[Natural-language object grounding data]
------------------------------

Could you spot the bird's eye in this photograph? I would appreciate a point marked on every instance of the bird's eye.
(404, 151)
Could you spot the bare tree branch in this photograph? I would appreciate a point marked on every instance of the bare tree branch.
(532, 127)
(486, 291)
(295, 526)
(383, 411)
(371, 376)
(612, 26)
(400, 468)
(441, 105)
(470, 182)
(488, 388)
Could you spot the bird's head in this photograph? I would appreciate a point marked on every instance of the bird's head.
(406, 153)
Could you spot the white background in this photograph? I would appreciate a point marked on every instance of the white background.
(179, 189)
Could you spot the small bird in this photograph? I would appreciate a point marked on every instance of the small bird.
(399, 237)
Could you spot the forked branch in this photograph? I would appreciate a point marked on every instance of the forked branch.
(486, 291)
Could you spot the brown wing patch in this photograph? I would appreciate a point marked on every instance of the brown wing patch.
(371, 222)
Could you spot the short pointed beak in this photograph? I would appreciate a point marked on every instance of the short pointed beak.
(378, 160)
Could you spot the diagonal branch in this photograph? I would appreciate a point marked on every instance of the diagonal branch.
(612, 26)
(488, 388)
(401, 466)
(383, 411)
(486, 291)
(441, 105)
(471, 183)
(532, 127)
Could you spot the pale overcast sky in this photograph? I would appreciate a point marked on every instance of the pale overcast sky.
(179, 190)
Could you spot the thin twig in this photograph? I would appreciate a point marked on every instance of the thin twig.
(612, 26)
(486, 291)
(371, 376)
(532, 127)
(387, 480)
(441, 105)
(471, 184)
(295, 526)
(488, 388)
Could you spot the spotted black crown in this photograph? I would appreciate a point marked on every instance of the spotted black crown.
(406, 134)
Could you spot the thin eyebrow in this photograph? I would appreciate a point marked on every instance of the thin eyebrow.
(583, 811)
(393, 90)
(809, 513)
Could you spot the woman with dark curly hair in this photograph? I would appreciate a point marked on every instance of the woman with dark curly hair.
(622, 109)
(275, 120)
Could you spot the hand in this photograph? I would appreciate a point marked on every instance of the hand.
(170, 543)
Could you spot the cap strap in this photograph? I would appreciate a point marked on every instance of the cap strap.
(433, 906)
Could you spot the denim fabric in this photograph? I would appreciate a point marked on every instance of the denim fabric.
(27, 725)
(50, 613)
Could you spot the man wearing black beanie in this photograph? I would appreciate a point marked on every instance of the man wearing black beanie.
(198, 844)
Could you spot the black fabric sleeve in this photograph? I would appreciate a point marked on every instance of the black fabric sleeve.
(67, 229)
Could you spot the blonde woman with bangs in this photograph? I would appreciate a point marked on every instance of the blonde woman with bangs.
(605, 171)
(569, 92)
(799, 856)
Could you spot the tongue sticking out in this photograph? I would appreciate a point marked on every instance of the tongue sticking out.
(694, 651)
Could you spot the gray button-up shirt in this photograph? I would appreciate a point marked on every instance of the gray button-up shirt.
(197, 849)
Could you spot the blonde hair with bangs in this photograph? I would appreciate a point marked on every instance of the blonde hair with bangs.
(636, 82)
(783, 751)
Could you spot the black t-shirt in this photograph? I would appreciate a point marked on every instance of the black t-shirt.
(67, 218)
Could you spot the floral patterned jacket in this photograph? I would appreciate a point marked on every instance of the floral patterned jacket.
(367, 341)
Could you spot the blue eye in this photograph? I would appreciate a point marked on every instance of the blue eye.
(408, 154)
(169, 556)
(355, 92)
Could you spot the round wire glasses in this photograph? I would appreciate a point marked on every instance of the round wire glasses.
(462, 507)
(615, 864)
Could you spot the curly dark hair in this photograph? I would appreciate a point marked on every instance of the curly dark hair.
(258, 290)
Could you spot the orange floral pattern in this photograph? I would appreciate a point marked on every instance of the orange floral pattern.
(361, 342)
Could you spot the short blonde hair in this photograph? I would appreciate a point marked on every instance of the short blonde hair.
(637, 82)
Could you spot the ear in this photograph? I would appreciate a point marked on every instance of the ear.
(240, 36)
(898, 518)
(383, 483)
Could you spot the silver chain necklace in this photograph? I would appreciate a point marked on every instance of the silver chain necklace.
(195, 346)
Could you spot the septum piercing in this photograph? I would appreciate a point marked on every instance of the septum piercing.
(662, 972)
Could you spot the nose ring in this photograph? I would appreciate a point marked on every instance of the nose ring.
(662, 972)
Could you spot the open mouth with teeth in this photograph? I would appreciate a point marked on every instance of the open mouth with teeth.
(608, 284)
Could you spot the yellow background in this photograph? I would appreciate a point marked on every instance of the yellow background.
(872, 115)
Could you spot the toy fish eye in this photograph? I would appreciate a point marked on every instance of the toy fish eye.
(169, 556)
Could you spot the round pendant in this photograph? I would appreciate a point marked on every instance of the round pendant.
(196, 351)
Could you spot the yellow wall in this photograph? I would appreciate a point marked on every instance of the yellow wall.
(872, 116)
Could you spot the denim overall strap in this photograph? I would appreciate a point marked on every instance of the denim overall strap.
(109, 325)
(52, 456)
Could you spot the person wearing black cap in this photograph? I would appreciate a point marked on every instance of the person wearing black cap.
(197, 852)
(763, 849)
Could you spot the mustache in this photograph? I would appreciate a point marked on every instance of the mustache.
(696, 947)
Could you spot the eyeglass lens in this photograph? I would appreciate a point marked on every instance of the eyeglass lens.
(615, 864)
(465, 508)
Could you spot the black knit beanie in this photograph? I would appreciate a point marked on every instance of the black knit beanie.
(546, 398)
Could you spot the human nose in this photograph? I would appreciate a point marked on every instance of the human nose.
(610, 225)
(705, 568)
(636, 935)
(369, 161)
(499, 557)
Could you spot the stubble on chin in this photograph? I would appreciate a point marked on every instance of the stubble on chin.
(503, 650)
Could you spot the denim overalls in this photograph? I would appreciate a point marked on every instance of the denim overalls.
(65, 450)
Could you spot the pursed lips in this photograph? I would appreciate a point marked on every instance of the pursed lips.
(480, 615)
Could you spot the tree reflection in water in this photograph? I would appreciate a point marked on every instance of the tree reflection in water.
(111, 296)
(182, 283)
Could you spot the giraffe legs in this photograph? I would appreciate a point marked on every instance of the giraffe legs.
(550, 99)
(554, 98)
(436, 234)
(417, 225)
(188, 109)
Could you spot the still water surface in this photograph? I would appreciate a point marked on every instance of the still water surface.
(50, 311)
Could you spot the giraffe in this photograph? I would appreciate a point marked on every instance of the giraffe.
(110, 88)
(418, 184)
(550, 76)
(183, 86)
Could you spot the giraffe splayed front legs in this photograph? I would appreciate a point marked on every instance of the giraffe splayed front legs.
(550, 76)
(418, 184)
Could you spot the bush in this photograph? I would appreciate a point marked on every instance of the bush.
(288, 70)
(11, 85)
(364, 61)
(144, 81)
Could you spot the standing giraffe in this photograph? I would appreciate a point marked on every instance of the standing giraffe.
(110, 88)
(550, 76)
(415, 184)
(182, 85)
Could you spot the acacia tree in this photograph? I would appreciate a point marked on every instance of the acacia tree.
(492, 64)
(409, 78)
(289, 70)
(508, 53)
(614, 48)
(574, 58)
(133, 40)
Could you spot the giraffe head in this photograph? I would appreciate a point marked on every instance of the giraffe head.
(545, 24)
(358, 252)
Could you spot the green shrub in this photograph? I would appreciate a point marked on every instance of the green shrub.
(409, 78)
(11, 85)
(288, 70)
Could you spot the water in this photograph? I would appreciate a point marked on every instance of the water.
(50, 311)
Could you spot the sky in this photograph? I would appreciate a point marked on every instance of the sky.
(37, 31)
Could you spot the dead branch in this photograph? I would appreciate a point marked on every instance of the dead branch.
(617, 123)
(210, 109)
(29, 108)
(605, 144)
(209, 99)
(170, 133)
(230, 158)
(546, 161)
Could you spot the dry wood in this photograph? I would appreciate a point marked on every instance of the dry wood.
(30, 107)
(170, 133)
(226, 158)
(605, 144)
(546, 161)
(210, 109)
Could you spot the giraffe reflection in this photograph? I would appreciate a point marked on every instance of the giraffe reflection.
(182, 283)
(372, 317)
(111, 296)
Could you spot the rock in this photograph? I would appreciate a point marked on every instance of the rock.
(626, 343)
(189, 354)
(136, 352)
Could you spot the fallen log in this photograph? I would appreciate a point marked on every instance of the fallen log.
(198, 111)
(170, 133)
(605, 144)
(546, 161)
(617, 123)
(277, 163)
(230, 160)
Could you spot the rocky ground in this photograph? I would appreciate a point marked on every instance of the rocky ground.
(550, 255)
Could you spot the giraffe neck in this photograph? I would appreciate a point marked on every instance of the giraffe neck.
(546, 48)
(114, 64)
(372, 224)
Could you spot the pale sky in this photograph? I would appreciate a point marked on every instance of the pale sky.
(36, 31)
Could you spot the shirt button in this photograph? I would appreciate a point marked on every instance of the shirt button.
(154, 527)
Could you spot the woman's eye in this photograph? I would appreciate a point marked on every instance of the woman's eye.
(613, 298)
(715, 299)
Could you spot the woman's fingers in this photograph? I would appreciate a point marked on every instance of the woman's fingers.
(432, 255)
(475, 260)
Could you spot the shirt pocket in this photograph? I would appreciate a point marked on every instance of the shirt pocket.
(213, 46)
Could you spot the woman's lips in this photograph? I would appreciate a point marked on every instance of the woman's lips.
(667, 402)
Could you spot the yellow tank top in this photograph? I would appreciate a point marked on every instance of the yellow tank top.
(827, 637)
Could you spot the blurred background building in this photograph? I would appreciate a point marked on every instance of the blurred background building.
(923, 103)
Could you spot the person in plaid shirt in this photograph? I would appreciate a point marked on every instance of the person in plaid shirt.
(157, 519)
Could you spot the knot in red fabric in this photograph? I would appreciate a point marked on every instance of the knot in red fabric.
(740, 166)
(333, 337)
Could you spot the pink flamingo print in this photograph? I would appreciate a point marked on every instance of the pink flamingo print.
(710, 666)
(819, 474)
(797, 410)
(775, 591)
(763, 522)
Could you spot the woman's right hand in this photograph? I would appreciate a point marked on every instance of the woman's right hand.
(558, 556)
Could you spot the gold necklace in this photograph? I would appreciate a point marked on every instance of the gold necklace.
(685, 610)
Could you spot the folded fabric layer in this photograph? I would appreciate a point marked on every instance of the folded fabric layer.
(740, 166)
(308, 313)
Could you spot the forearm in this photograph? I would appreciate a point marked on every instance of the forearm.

------------------------------

### TASK STATEMENT
Look for the line that contains "Could you spot the shirt pocket" in the entries above. Set it down, along with all later lines, exactly as written.

### ANSWER FOR THE TASK
Could you spot the shirt pocket in this photograph? I would appreciate a point marked on every instance of the shirt pocket.
(213, 46)
Could you spot the woman's lips in this photograph? I would appreciate a point marked on every instance of the woman's lips.
(667, 402)
Could you spot the yellow tank top in this photograph? I would appreciate a point marked on every instance of the yellow tank top.
(827, 637)
Could you spot the blurred background building in this photograph? I would appreciate a point marked on every instance of the blurred background building.
(923, 103)
Could you spot the person in plaid shirt in this photograph? I would appreciate a point marked on every instance of the person in plaid shirt.
(157, 519)
Could you spot the knot in red fabric in this photograph? I would appreciate a point marked on every instance of the knot in red fabric.
(740, 166)
(333, 337)
Could you spot the pink flamingo print in this photograph? I would appreciate a point marked on every instance of the pink flamingo print.
(710, 666)
(819, 474)
(797, 410)
(775, 591)
(763, 522)
Could you spot the woman's right hand in this photograph? I would appreciate a point marked on every instance of the woman's right hand.
(558, 556)
Could you spot the gold necklace in this photograph? I would appreciate a point marked on every instance of the gold necklace.
(685, 610)
Could you spot the folded fabric layer in this photograph? I would appreciate a point marked on every instance of the folded fabric layer.
(740, 166)
(308, 313)
Could you spot the forearm in this photograph? I would appreciate a point marked on every instance of the forearm.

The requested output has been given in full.